■ ZU ERSTELLEN ■
Zitieren Sie aus dem ausgewählten Auszug wörtlich den Abschnitt von „Doch auch die“ bis „Münster da Ungemach.“.

Für die in Berlin immer noch mit der CDU regierende SPD und ihre Ministerin Schulze ist es da schon schwieriger, sich als soziale Kraft gegen die Linke zu profilieren. Doch auch der radikal und mit einer unbekannten Kandidatin in Münster auftretende Linkspartei, kann als langjährig zerstrittener Haufen kaum eine größere Prozentzahl eingeräumt werden. Denn zudem wirkt das bundesweite Erscheinungsbild durch den ewigen Streit ihrer führenden Protagonist*innen ziemlich desaströs und sie kämpft wohl eher darum, überhaupt wieder in den Bundestag einzuziehen. Die SPD bleibt so wohl eher sich selbst ein Problem.

Doch auch die Grünen können sich womöglich noch nicht zurücklehnen. Denn die gerade bundesweit neu gegründete “Klimaliste” plant mit einem eigenen jungen Kandidaten, die altgediente Grünen-Kandidatin thematisch herauszufordern und auch der amtierende Umweltministerin der SPD droht in Münster da Ungemach.

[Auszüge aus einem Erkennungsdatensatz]

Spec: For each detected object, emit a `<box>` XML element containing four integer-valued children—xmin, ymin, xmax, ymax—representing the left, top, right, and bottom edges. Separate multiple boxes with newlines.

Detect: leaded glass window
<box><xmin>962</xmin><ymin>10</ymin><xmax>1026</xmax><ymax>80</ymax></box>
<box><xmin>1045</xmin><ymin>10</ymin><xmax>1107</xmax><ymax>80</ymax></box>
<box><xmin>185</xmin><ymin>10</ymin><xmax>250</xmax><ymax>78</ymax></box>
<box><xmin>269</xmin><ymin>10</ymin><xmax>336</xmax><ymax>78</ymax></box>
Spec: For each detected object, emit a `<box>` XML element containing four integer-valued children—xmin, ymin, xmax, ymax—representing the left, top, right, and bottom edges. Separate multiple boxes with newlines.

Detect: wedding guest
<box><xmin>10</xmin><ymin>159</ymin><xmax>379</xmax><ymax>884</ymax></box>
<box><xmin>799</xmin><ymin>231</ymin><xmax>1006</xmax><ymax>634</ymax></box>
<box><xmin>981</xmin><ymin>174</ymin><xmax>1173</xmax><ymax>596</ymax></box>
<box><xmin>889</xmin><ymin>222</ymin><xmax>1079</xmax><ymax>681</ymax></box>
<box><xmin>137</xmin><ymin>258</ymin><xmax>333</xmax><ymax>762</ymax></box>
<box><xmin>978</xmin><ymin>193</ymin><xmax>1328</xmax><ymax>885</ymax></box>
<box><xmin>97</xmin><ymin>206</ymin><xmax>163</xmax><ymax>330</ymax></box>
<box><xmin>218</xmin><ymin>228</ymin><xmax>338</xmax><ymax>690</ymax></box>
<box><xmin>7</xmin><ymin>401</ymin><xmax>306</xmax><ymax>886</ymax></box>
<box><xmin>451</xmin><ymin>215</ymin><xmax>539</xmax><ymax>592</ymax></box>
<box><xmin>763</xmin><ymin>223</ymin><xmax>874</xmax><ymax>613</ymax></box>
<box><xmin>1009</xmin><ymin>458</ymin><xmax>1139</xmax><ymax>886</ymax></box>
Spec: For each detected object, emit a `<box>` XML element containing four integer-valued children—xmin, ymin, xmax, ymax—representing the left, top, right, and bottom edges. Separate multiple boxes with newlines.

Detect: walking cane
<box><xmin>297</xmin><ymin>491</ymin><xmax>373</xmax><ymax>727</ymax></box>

■ SCHRIFTLICHE LÖSUNG ■
Doch auch die Grünen können sich womöglich noch nicht zurücklehnen. Denn die gerade bundesweit neu gegründete “Klimaliste” plant mit einem eigenen jungen Kandidaten, die altgediente Grünen-Kandidatin thematisch herauszufordern und auch der amtierende Umweltministerin der SPD droht in Münster da Ungemach.